> [DATASET ENTRIES]

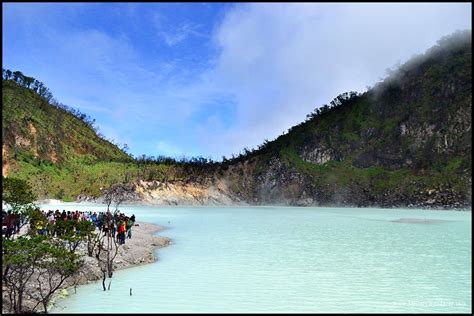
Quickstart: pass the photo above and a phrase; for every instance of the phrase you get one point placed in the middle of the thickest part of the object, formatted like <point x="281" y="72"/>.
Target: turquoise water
<point x="283" y="259"/>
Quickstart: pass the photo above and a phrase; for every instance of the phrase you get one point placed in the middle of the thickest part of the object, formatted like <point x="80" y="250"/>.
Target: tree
<point x="107" y="246"/>
<point x="35" y="267"/>
<point x="19" y="196"/>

> [AIM OF THE EXERCISE]
Would you copy every line from the listing above that has the string "pass" in it?

> [SOLUTION BELOW]
Quickstart: pass the photo above and a phrase; for every instance of the phrase you get one point placed in the middle of the thickest part of the object, formatted like <point x="281" y="72"/>.
Quickstart: pass the photo above and a phrase; for every instance of the phrase you get one point placed in the middle of the thickest part of the object, formatted like <point x="80" y="250"/>.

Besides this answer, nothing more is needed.